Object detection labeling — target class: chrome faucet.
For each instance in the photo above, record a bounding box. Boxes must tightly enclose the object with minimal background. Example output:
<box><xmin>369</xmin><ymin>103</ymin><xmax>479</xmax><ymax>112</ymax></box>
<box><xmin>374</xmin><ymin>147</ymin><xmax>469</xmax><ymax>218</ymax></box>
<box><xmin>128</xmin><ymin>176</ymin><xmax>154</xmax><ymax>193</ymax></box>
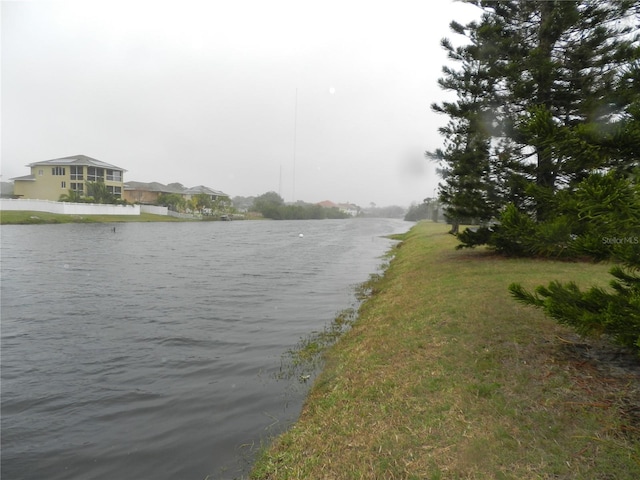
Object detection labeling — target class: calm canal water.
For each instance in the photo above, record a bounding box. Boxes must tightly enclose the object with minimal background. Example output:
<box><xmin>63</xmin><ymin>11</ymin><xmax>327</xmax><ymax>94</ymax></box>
<box><xmin>1</xmin><ymin>219</ymin><xmax>410</xmax><ymax>480</ymax></box>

### PROBLEM DETAILS
Count the lines above that contain the string "ymin", treating uppercase and lowercase as distinct. Give only the resulting number.

### TASK ANSWER
5